[Location identification entries]
#####
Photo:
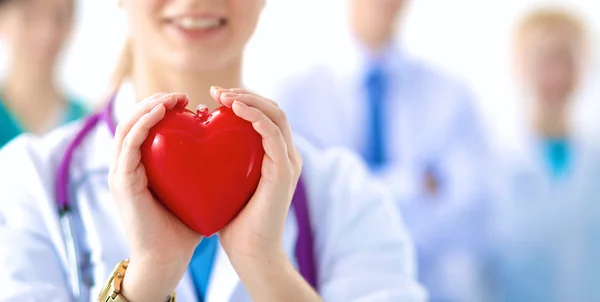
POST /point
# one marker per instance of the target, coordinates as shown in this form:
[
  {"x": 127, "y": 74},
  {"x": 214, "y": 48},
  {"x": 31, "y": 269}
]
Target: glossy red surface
[{"x": 203, "y": 167}]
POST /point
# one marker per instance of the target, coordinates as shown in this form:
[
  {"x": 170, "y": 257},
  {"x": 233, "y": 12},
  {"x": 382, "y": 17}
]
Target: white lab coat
[
  {"x": 547, "y": 231},
  {"x": 431, "y": 121},
  {"x": 362, "y": 249}
]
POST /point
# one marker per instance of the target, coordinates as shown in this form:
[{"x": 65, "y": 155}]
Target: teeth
[{"x": 197, "y": 23}]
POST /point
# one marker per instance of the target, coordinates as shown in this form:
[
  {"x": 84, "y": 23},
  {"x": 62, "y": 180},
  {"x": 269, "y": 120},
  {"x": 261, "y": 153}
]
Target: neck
[
  {"x": 30, "y": 85},
  {"x": 150, "y": 79},
  {"x": 374, "y": 36},
  {"x": 551, "y": 124}
]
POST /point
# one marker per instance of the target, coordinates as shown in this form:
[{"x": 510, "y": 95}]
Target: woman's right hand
[{"x": 160, "y": 245}]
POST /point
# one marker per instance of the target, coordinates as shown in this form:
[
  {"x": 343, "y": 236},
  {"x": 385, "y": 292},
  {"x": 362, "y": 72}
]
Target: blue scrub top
[{"x": 10, "y": 127}]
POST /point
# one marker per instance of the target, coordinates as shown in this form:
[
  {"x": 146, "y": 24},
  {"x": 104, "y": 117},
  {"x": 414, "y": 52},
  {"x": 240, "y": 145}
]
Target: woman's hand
[
  {"x": 160, "y": 245},
  {"x": 253, "y": 241}
]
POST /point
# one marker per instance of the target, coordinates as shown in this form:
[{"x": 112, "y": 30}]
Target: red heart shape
[{"x": 203, "y": 167}]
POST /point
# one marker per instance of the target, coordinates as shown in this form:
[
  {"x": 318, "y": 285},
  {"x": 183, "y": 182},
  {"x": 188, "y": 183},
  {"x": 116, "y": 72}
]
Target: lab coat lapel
[
  {"x": 225, "y": 284},
  {"x": 223, "y": 280}
]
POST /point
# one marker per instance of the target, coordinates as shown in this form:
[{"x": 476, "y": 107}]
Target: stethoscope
[
  {"x": 304, "y": 245},
  {"x": 65, "y": 205}
]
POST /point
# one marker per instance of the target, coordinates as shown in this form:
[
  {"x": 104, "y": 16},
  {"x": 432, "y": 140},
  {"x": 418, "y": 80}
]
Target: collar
[
  {"x": 124, "y": 102},
  {"x": 352, "y": 59}
]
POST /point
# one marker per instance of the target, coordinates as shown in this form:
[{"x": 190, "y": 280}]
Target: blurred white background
[{"x": 467, "y": 38}]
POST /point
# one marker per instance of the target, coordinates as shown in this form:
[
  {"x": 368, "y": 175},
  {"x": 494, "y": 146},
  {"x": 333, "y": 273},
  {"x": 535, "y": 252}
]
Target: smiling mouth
[{"x": 198, "y": 23}]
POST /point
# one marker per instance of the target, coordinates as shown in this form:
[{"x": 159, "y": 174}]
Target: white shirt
[
  {"x": 361, "y": 247},
  {"x": 431, "y": 122},
  {"x": 548, "y": 230}
]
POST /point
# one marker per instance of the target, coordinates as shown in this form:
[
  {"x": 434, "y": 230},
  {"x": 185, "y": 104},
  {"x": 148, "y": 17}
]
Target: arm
[
  {"x": 364, "y": 251},
  {"x": 30, "y": 266}
]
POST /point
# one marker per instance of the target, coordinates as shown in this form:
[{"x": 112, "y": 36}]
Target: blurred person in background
[
  {"x": 549, "y": 224},
  {"x": 34, "y": 33},
  {"x": 417, "y": 129}
]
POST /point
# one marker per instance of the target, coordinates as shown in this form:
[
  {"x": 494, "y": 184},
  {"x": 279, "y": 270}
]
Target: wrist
[{"x": 149, "y": 282}]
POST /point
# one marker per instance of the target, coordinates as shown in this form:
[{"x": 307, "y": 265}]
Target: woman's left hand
[{"x": 255, "y": 235}]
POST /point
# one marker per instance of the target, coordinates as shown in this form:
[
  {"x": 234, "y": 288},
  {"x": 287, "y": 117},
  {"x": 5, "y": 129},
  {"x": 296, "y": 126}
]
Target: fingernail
[
  {"x": 238, "y": 103},
  {"x": 230, "y": 94}
]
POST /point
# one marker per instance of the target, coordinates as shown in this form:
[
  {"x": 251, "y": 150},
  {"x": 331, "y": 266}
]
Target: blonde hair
[{"x": 551, "y": 17}]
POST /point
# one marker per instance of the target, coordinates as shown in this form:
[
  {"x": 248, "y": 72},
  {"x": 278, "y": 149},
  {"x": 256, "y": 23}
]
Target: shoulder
[
  {"x": 29, "y": 149},
  {"x": 313, "y": 79},
  {"x": 77, "y": 109},
  {"x": 29, "y": 163}
]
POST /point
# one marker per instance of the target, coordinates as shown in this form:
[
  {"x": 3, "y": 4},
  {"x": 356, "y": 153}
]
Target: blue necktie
[
  {"x": 558, "y": 156},
  {"x": 376, "y": 86},
  {"x": 202, "y": 263}
]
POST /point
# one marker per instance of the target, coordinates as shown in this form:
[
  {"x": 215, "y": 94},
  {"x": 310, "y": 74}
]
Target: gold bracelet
[{"x": 112, "y": 290}]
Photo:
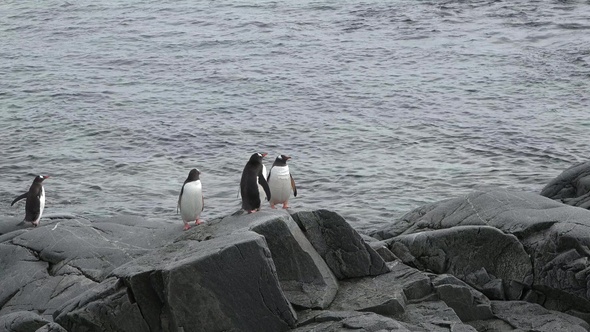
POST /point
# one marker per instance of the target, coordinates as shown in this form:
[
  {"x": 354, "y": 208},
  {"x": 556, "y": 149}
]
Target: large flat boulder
[
  {"x": 554, "y": 236},
  {"x": 464, "y": 251},
  {"x": 222, "y": 284},
  {"x": 24, "y": 321},
  {"x": 336, "y": 321},
  {"x": 571, "y": 187},
  {"x": 387, "y": 294},
  {"x": 46, "y": 266},
  {"x": 343, "y": 249},
  {"x": 305, "y": 277}
]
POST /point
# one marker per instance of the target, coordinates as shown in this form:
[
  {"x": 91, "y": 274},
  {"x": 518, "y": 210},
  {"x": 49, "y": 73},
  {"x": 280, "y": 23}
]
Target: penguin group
[{"x": 255, "y": 187}]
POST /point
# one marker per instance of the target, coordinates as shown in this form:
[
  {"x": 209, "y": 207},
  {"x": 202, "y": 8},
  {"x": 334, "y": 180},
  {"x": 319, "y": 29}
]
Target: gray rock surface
[
  {"x": 571, "y": 187},
  {"x": 343, "y": 249},
  {"x": 22, "y": 321},
  {"x": 336, "y": 321},
  {"x": 387, "y": 294},
  {"x": 533, "y": 317},
  {"x": 464, "y": 251},
  {"x": 555, "y": 237},
  {"x": 223, "y": 284},
  {"x": 468, "y": 303}
]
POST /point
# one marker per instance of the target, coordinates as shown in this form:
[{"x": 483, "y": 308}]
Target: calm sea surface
[{"x": 383, "y": 105}]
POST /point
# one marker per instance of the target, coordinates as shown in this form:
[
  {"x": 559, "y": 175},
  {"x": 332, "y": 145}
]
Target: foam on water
[{"x": 384, "y": 106}]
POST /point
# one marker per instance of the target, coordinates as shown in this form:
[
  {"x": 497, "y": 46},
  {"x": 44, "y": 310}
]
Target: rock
[
  {"x": 555, "y": 237},
  {"x": 22, "y": 321},
  {"x": 105, "y": 307},
  {"x": 386, "y": 294},
  {"x": 51, "y": 327},
  {"x": 343, "y": 249},
  {"x": 45, "y": 295},
  {"x": 572, "y": 186},
  {"x": 336, "y": 321},
  {"x": 465, "y": 250},
  {"x": 533, "y": 317},
  {"x": 226, "y": 283},
  {"x": 305, "y": 278},
  {"x": 468, "y": 303},
  {"x": 96, "y": 248},
  {"x": 433, "y": 316}
]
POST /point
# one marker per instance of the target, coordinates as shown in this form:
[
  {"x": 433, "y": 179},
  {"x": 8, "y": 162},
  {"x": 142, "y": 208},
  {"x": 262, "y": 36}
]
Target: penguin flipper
[
  {"x": 265, "y": 186},
  {"x": 293, "y": 186},
  {"x": 19, "y": 198},
  {"x": 179, "y": 197}
]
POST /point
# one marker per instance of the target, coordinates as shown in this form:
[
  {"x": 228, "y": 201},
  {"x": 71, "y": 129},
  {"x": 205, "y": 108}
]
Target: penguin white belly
[
  {"x": 41, "y": 204},
  {"x": 280, "y": 184},
  {"x": 191, "y": 202},
  {"x": 260, "y": 189}
]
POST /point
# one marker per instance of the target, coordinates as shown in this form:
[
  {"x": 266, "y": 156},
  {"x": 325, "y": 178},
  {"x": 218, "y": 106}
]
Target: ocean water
[{"x": 383, "y": 105}]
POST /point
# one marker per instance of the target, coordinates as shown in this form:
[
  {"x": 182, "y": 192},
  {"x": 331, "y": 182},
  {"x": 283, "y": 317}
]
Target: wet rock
[
  {"x": 22, "y": 321},
  {"x": 336, "y": 321},
  {"x": 435, "y": 316},
  {"x": 227, "y": 283},
  {"x": 305, "y": 278},
  {"x": 468, "y": 303},
  {"x": 467, "y": 250},
  {"x": 386, "y": 294},
  {"x": 571, "y": 187},
  {"x": 554, "y": 236},
  {"x": 533, "y": 317},
  {"x": 106, "y": 307},
  {"x": 343, "y": 249}
]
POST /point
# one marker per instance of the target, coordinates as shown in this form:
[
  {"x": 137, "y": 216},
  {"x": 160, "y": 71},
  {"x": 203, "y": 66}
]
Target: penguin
[
  {"x": 251, "y": 177},
  {"x": 280, "y": 182},
  {"x": 191, "y": 201},
  {"x": 261, "y": 192},
  {"x": 35, "y": 200}
]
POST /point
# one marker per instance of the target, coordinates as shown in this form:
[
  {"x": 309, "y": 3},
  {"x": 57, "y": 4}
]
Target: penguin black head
[
  {"x": 40, "y": 178},
  {"x": 193, "y": 175},
  {"x": 258, "y": 156},
  {"x": 281, "y": 160}
]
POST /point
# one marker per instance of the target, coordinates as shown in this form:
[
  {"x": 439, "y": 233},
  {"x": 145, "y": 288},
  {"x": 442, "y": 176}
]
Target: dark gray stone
[
  {"x": 554, "y": 235},
  {"x": 96, "y": 248},
  {"x": 305, "y": 278},
  {"x": 45, "y": 295},
  {"x": 386, "y": 294},
  {"x": 104, "y": 308},
  {"x": 572, "y": 186},
  {"x": 533, "y": 317},
  {"x": 51, "y": 327},
  {"x": 435, "y": 316},
  {"x": 336, "y": 321},
  {"x": 465, "y": 250},
  {"x": 343, "y": 249},
  {"x": 223, "y": 284},
  {"x": 22, "y": 321},
  {"x": 468, "y": 303}
]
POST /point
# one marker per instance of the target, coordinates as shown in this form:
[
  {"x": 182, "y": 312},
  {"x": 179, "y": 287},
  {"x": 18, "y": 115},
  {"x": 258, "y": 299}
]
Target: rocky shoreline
[{"x": 489, "y": 261}]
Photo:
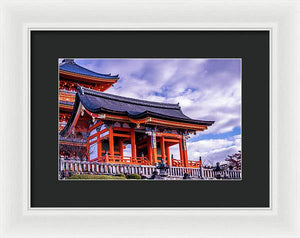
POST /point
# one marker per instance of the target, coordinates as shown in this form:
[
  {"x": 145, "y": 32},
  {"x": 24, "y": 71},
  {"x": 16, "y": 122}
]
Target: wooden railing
[
  {"x": 104, "y": 168},
  {"x": 97, "y": 167},
  {"x": 123, "y": 160}
]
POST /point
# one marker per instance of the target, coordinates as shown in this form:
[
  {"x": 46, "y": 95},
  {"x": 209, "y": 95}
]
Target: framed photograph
[{"x": 179, "y": 121}]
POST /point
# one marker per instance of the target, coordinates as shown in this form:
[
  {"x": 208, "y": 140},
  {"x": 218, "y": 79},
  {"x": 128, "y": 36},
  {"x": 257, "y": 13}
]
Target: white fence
[{"x": 76, "y": 166}]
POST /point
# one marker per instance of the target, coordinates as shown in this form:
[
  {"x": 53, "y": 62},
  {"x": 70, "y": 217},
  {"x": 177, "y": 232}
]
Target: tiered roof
[
  {"x": 69, "y": 65},
  {"x": 101, "y": 103}
]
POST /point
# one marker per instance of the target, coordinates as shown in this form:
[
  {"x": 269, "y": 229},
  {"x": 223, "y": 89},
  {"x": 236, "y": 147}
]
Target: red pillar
[
  {"x": 111, "y": 141},
  {"x": 88, "y": 148},
  {"x": 185, "y": 153},
  {"x": 162, "y": 148},
  {"x": 153, "y": 146},
  {"x": 168, "y": 155},
  {"x": 99, "y": 147},
  {"x": 121, "y": 148},
  {"x": 149, "y": 149},
  {"x": 133, "y": 145},
  {"x": 181, "y": 152}
]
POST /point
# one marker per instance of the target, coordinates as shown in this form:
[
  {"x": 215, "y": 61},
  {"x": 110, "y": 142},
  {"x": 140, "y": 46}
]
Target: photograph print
[{"x": 150, "y": 119}]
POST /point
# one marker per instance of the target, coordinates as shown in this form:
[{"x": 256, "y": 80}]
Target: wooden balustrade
[
  {"x": 118, "y": 167},
  {"x": 123, "y": 160}
]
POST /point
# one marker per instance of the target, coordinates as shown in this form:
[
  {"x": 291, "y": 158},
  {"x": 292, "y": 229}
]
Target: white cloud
[{"x": 205, "y": 89}]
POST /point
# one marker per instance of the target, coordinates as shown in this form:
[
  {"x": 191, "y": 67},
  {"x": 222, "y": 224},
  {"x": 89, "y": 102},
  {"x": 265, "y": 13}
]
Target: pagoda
[
  {"x": 112, "y": 122},
  {"x": 70, "y": 76}
]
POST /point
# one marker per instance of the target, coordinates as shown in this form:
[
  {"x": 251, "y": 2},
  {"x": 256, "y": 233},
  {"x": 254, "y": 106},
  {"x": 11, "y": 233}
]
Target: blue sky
[{"x": 208, "y": 89}]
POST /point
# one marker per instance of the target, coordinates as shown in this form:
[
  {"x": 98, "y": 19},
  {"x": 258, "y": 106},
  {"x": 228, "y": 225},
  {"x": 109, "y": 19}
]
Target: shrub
[
  {"x": 96, "y": 177},
  {"x": 134, "y": 176}
]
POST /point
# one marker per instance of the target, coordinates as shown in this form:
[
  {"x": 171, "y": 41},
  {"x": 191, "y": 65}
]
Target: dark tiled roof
[
  {"x": 98, "y": 102},
  {"x": 69, "y": 65},
  {"x": 66, "y": 103}
]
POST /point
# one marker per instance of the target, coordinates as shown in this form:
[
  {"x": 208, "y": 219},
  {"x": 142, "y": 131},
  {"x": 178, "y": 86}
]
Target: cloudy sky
[{"x": 208, "y": 89}]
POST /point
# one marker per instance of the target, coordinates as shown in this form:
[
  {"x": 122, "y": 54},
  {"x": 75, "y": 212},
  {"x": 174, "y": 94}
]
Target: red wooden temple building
[
  {"x": 70, "y": 76},
  {"x": 110, "y": 123}
]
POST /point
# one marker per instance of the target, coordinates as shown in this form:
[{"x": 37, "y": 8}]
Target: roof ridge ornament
[
  {"x": 80, "y": 89},
  {"x": 70, "y": 60}
]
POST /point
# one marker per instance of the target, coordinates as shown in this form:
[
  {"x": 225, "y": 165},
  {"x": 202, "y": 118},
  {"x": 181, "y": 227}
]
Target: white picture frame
[{"x": 18, "y": 18}]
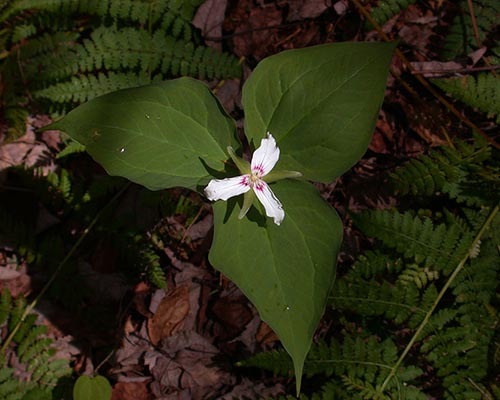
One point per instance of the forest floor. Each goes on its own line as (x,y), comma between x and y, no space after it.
(183,342)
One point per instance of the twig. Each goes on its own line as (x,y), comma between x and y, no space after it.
(463,71)
(446,286)
(474,23)
(422,80)
(73,249)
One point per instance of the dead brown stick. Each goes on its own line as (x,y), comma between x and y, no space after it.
(422,80)
(474,23)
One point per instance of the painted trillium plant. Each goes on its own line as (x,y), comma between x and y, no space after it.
(320,105)
(254,180)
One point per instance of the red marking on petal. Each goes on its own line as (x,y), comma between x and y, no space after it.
(259,169)
(245,180)
(259,186)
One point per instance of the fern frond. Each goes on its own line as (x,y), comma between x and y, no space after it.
#####
= Your objective =
Repeat, with no changes, each line from the one with "One point per instance of the forest" to the end of the listing, including both ends and nothing else.

= Correct answer =
One point per instance of the forest floor. Each goes on its own line as (x,y), comma between x and y, no space after it.
(183,342)
One point per instance of the twig. Each goes on its own line as (x,y), comma between x and y, no space after it.
(463,71)
(446,286)
(474,23)
(422,80)
(73,249)
One point per instance of the dead brown stick. Each goes on its own line as (x,y), comma between x and y, no space after it.
(422,80)
(474,23)
One point per instance of the painted trillium plant. Each goes on its own line as (x,y), comma between x and y, no space after it.
(320,105)
(254,180)
One point per instance of the red marking on petal. Each goes on its own line as (x,y), comma between x and y, no space after it.
(259,169)
(245,180)
(259,186)
One point per instance of the fern frond. Each goes on its own line as (x,y), comma between x and y, no space after it.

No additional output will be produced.